• _Requisitos_:
a - Reproduce sin cambios el fragmento del texto de lectura que va de "La música era" a "Thrill Kill Kult.".
b - Pasa a un CSV de dos columnas, consulta y respuesta, solo los registros que van de la línea con "Where can the white cake" a la línea con "<point>242,1191</point>", ambas incluidas. Pon una fila por registro, con su texto y su respuesta en sendos campos entre comillas y los saltos de línea sustituidos por espacios.

• _Texto de lectura_:
──────────────────────────────

La música era una forma primaria de identificarme, y asistir a los conciertos era como sellar un parte de mi historia personal, como si se tratara de un tatuaje. Mi momento favorito en cualquier actuación era la anticipación asociada a la salida al escenario del cabeza de cartel, la multitud aumentando lentamente, cada minuto que pasaba parecía una eternidad. Desde que había regresado a Arizona, ya había visto a los Nine Inch Nails dos veces en su gira de Downward spiral, así como a los KMFDM y a My Life con los Thrill Kill Kult.
Yo era como una visión infame: larguirucho y con granos, mis rasgos faciales se extendían por toda la cara como si estuvieran buscando un hogar. Mis ojos azules eran demasiado grandes y mi pelo negro y largo como un mocho se separaba hasta parecer una planta rodadora. Bultos que se parecían a quistes cubrían mi piel. El aparato de ortodoncia con las bandas en violeta estaba pegado a mis dientes y provocaba que las gomas se hincharan, llevando mi cara a un nuevo estadio de ruina. Me lo iban a quitar pronto, y soñaba con cómo sería eso de pasear la lengua por mis suaves dientes. Si cuando lo pensaba estaba enfrente del espejo, podía ver un destello de un chico mucho más guapo floreciendo debajo de mí. Mi acné era explosivo, así que convencí a Jennifer para que me dejara empezar a tomar Accutane. Encontramos un doctor algo sospechoso que pasaba consulta en una oficina algo destartalada y que accedió a recetármelo. Cada día me tomaba una pastilla naranja de un blíster decorado con la imagen de una mujer embarazada con una barra roja a través de ella. Parecía ser que podía causar deformaciones en el bebé si te quedabas embarazada mientras estabas en tratamiento. Más tarde se descubrió que tenía un gran efecto secundario: depresión adolescente y, por consiguiente, suicidio. A menudo me pregunto si aquellas pastillas tuvieron algo que ver con el hecho de que, allá donde fuera, me convertía en una diana perfecta, poniéndome en peligro casi de manera inconsciente.

──────────────────────────────

[Extractos de datos de anotación de puntos]
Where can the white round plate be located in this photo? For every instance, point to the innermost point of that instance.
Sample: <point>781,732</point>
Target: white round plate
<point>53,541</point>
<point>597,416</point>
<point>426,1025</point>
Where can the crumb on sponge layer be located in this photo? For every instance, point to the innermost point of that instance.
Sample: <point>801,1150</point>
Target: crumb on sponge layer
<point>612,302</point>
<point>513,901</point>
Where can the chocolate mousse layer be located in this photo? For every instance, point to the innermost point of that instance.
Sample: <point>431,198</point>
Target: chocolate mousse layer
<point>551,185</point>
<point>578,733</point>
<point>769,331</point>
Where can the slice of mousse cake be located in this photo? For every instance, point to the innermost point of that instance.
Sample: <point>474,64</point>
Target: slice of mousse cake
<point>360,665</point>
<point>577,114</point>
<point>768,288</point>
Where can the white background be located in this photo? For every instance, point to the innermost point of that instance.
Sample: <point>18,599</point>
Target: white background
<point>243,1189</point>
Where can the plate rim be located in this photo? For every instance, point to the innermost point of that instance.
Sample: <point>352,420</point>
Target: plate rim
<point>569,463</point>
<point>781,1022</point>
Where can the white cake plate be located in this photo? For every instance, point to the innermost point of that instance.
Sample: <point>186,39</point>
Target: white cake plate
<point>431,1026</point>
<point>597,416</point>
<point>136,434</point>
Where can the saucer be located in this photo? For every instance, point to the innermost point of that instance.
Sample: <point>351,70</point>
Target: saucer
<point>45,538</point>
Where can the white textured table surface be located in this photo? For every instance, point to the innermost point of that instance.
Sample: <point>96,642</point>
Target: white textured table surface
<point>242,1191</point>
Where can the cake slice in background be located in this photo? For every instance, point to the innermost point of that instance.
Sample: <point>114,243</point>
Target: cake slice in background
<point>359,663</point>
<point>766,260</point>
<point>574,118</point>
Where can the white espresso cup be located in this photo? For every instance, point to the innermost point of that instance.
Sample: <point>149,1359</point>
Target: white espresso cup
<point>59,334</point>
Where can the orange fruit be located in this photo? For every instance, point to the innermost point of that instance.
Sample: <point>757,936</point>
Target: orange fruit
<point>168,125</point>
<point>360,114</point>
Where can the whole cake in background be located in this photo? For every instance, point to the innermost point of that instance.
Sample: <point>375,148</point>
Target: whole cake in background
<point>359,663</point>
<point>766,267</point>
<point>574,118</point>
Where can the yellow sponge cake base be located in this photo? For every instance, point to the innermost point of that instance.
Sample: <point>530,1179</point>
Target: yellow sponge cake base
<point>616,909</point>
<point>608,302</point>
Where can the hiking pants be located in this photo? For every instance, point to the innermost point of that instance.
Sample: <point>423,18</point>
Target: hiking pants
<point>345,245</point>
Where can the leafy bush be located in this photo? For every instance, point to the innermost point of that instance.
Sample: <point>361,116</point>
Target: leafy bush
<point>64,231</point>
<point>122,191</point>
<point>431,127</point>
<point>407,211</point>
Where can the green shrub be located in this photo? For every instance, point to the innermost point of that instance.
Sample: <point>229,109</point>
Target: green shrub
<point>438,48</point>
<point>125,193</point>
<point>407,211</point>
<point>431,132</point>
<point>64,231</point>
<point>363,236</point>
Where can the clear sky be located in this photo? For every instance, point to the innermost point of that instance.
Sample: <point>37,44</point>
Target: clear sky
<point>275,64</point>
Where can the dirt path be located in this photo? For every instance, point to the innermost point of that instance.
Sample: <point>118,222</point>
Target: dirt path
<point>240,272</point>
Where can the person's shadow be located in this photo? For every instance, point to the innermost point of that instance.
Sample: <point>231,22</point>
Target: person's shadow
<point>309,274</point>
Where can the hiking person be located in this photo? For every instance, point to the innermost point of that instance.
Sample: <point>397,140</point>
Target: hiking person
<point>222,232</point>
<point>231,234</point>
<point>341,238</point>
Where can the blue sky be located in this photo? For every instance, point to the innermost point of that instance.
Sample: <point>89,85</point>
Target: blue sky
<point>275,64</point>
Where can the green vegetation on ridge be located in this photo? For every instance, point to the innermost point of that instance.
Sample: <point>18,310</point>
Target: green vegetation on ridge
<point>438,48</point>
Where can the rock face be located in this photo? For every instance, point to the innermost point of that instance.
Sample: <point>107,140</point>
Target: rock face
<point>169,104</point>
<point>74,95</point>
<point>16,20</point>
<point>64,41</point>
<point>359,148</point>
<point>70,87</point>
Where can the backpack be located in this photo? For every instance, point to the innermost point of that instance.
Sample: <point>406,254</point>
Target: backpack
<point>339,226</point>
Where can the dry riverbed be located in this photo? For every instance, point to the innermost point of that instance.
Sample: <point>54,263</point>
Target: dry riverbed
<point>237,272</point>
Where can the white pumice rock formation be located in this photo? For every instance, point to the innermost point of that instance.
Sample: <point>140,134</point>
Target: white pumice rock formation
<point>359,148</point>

──────────────────────────────

• _Resultados en orden_:
a -
La música era una forma primaria de identificarme, y asistir a los conciertos era como sellar un parte de mi historia personal, como si se tratara de un tatuaje. Mi momento favorito en cualquier actuación era la anticipación asociada a la salida al escenario del cabeza de cartel, la multitud aumentando lentamente, cada minuto que pasaba parecía una eternidad. Desde que había regresado a Arizona, ya había visto a los Nine Inch Nails dos veces en su gira de Downward spiral, así como a los KMFDM y a My Life con los Thrill Kill Kult.

b -
consulta,respuesta
"Where can the white cake plate be located in this photo? For every instance, point to the innermost point of that instance. Sample: <point>186,39</point> Target: white cake plate","<point>431,1026</point> <point>597,416</point> <point>136,434</point>"
"Where can the saucer be located in this photo? For every instance, point to the innermost point of that instance. Sample: <point>351,70</point> Target: saucer","<point>45,538</point>"
"Where can the white textured table surface be located in this photo? For every instance, point to the innermost point of that instance. Sample: <point>96,642</point> Target: white textured table surface","<point>242,1191</point>"